Write out the following listing's lines from the one with "box: [484, 46, 705, 484]" to the one with "rough mask: <svg", exactly, with both included and no others.

(The records begins)

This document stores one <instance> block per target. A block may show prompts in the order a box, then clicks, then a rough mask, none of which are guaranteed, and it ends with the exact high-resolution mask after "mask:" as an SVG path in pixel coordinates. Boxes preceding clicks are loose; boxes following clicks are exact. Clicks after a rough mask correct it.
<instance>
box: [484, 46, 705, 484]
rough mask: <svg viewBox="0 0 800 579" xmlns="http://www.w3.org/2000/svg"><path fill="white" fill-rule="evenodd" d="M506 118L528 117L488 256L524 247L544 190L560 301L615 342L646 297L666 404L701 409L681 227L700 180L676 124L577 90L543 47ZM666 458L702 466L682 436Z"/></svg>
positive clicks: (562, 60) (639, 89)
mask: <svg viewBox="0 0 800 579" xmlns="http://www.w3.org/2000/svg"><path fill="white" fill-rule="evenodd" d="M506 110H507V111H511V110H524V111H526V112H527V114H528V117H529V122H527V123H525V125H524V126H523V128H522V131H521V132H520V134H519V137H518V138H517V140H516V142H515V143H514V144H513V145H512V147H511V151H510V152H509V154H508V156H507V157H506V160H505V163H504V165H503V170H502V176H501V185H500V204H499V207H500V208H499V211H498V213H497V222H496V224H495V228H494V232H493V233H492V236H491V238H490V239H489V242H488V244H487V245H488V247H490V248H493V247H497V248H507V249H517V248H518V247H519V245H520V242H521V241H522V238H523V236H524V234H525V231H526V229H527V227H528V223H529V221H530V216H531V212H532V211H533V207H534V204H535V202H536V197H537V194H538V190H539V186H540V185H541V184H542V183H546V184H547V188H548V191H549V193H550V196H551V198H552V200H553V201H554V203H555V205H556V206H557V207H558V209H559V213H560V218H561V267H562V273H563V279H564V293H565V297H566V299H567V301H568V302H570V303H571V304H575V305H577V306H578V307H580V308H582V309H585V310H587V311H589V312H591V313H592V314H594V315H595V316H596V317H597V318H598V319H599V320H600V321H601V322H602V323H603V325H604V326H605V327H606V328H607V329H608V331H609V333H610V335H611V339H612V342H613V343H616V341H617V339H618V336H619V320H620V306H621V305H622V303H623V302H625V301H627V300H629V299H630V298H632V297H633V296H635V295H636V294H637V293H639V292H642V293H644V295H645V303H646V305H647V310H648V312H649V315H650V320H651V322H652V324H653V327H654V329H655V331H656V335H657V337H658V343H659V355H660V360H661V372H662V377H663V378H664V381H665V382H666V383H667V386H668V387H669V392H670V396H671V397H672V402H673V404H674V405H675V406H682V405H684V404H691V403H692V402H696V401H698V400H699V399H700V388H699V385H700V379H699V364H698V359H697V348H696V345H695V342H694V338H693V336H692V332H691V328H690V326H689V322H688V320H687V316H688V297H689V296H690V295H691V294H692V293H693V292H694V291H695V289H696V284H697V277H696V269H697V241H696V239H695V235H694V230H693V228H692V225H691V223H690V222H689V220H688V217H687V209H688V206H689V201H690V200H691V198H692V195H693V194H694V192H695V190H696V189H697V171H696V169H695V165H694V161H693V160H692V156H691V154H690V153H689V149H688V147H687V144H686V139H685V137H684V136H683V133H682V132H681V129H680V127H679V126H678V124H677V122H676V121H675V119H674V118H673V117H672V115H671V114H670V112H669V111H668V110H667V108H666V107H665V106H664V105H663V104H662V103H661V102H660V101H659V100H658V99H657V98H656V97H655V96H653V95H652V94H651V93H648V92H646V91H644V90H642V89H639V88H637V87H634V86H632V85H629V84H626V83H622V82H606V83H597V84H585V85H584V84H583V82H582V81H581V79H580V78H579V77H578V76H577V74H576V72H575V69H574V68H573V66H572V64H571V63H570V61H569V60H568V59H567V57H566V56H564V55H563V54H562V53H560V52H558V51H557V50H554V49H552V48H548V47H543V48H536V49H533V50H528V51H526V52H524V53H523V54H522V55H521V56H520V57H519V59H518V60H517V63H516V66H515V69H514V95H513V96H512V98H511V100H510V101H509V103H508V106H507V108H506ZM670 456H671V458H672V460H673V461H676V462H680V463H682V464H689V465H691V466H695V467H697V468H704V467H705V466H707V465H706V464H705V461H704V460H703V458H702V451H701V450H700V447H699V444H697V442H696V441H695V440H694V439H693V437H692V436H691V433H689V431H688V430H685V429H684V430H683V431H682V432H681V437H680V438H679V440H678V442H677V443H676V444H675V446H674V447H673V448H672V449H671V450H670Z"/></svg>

(The records ends)

Expected answer
box: [484, 46, 705, 484]
rough mask: <svg viewBox="0 0 800 579" xmlns="http://www.w3.org/2000/svg"><path fill="white" fill-rule="evenodd" d="M506 118L528 117L488 256L524 247L544 190L560 301L615 342L646 297L666 404L701 409L681 227L700 180L676 124L577 90L543 47ZM666 458L702 466L682 436Z"/></svg>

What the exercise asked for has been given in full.